Records of labeled points
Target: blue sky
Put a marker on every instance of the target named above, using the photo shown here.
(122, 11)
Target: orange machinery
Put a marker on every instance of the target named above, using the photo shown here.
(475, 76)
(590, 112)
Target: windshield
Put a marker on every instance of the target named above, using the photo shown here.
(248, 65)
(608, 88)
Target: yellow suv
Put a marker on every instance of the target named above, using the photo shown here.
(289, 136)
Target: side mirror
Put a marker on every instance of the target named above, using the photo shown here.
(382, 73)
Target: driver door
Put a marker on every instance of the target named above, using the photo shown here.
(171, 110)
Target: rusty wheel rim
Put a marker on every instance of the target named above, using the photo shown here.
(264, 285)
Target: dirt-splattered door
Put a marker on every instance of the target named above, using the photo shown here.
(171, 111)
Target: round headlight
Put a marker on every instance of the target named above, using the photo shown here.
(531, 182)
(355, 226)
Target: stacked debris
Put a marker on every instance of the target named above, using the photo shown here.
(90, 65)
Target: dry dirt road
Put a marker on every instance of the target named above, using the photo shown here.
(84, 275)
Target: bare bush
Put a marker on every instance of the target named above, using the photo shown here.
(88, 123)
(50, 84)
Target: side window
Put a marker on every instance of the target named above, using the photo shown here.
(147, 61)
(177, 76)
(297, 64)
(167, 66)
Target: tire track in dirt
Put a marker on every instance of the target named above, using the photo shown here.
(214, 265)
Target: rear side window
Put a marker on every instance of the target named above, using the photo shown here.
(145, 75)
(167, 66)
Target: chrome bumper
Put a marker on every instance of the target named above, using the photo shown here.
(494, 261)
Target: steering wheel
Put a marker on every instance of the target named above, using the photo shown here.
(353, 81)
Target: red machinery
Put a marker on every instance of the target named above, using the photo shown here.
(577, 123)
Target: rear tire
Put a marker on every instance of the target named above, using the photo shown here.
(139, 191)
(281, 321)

■ GOAL:
Your task is to reproduce, exactly and exclusively, the lines from the one holding "Target: yellow suv" through the final line of the listing.

■ OUTPUT FOR THIS TASK:
Target: yellow suv
Put a marker on every instance of the target named above, using the photo shown here.
(289, 136)
Target: side mirror
Put a marker on every instance of the target named above, using the photo shown here.
(382, 73)
Target: driver door
Put a marker on every instance of the target named above, using the photo shown here.
(171, 110)
Target: rusty wheel rim
Put a marker on every instance of the target named above, using the photo shown here.
(264, 285)
Target: dirt-splattered door
Put a marker on every instance of the target named above, using the photo shown here.
(171, 111)
Target: round headlight
Put a marker on every instance of the target named above, using the photo shown here.
(531, 182)
(355, 226)
Target: stacked debris
Put a marker on every instance of the target named above, using the photo shown here.
(90, 65)
Target: dry dirt road
Put a marker on every instance of the target named above, using the photo shown here.
(84, 275)
Target: bare bush
Put a marker on every instance of the target named above, using the photo shown here.
(88, 123)
(50, 84)
Target: side window
Put a marker on every instance of the target named above, using the photo shown here.
(147, 61)
(177, 76)
(297, 64)
(167, 66)
Target: tire track in dirt
Put a marker on every instance of the target named above, using the photo shown here.
(214, 265)
Target: rear side window
Put a marker on every instance of the target named above, using the photo shown here.
(145, 75)
(167, 66)
Target: chrome bumper
Put a marker on every instance of the target named above, using the photo shown here.
(494, 261)
Target: steering wheel
Put a marker on every instance of the target named above, using the photo shown here.
(353, 81)
Target: red machinery
Put a marker on every instance of the target named above, using the photo shown here.
(577, 123)
Target: rear tire
Put a marker on every instance of the target named above, using the photo shown here.
(139, 191)
(281, 321)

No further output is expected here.